_Work required_: Collect every line in the data below that contains the word "plastic", and copy each of those lines unchanged.

_Data lines_:
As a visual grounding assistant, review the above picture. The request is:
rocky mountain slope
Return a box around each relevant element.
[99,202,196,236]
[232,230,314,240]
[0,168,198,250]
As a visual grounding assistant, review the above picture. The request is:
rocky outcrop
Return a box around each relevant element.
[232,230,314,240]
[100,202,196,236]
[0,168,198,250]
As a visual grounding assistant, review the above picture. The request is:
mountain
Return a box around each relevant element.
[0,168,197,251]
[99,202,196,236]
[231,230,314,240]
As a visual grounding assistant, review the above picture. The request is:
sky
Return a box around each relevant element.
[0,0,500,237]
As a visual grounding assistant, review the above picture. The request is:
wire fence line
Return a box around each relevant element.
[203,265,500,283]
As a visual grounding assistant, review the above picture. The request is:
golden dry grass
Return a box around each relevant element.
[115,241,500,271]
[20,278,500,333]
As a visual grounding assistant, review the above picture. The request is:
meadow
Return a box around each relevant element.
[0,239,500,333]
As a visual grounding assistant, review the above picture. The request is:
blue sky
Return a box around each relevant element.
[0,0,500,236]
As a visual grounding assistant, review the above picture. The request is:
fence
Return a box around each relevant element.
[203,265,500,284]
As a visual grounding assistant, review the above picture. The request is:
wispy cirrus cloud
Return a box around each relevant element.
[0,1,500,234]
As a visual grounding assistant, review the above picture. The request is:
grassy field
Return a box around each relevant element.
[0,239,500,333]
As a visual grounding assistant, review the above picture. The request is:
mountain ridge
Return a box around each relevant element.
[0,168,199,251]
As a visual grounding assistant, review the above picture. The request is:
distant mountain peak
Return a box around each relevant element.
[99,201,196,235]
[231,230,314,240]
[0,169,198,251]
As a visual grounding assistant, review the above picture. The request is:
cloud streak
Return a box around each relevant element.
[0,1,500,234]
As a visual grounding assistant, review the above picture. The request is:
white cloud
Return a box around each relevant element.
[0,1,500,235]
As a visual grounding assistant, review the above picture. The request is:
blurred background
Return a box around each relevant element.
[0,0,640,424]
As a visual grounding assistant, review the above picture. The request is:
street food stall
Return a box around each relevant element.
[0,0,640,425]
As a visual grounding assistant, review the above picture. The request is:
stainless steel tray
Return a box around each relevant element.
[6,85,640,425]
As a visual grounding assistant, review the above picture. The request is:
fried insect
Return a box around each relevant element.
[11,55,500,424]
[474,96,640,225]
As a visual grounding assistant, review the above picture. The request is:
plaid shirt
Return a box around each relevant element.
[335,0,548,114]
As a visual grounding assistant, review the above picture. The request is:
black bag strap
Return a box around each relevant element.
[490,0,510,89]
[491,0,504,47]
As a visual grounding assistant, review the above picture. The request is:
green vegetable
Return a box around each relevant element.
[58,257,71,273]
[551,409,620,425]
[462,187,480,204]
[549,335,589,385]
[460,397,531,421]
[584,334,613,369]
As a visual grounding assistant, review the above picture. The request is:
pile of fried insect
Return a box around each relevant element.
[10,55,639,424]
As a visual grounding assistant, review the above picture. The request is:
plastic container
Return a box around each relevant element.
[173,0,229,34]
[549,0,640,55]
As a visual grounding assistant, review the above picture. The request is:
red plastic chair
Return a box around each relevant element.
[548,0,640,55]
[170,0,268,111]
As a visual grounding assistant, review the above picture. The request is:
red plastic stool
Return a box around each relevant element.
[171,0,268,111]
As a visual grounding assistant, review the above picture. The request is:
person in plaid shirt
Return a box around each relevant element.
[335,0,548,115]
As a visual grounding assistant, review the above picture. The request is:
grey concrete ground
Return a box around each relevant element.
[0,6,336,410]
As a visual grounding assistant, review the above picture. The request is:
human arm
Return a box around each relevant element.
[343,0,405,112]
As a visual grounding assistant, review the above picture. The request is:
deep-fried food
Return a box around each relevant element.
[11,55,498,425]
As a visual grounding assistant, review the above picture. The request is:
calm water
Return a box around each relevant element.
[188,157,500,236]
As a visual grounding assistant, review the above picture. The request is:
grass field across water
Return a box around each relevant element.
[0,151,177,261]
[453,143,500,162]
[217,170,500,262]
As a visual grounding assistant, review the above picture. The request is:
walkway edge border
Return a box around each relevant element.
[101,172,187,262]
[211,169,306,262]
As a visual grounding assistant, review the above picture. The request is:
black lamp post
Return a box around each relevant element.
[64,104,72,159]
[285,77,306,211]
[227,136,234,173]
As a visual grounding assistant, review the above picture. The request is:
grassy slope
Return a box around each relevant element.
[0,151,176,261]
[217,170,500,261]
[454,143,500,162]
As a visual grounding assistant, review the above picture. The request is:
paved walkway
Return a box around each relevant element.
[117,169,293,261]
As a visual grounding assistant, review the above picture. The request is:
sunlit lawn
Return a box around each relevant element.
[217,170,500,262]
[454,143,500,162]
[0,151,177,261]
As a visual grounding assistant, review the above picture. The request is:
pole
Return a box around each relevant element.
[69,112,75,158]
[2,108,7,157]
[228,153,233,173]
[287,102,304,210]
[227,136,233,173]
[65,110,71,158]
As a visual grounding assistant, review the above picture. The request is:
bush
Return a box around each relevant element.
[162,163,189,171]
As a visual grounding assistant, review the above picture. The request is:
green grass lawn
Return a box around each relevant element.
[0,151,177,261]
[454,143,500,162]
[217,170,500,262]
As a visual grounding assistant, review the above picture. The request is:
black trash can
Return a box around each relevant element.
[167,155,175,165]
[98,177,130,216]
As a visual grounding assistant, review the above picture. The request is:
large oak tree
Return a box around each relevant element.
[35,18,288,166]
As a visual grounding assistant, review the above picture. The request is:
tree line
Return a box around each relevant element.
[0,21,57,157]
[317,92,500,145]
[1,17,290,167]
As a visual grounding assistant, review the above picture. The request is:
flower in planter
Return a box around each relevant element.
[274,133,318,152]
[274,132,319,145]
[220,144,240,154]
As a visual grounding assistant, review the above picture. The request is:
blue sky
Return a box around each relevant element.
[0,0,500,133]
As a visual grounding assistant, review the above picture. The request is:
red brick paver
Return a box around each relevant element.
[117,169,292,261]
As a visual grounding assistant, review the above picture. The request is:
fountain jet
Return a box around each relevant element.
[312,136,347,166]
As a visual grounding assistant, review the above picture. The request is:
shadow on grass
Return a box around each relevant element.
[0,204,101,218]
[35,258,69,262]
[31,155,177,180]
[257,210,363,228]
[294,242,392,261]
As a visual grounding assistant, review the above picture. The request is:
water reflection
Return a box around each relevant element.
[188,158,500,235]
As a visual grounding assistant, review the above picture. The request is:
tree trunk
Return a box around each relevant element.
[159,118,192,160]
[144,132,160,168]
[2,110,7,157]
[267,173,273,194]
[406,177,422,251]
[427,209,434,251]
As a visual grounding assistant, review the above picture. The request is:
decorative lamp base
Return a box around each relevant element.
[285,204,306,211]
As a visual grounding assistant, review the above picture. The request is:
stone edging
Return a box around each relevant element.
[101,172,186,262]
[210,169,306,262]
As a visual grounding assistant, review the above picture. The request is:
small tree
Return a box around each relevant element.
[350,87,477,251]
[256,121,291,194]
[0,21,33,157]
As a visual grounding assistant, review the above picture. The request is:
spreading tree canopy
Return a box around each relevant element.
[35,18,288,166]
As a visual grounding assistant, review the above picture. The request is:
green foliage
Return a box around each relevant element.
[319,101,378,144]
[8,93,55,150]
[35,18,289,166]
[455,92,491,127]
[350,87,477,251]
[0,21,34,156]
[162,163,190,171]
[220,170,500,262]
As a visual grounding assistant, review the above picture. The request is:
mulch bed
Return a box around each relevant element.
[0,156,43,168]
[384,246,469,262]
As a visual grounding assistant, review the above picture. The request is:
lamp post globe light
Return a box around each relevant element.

_The answer_:
plastic container
red plastic chair
red plastic stool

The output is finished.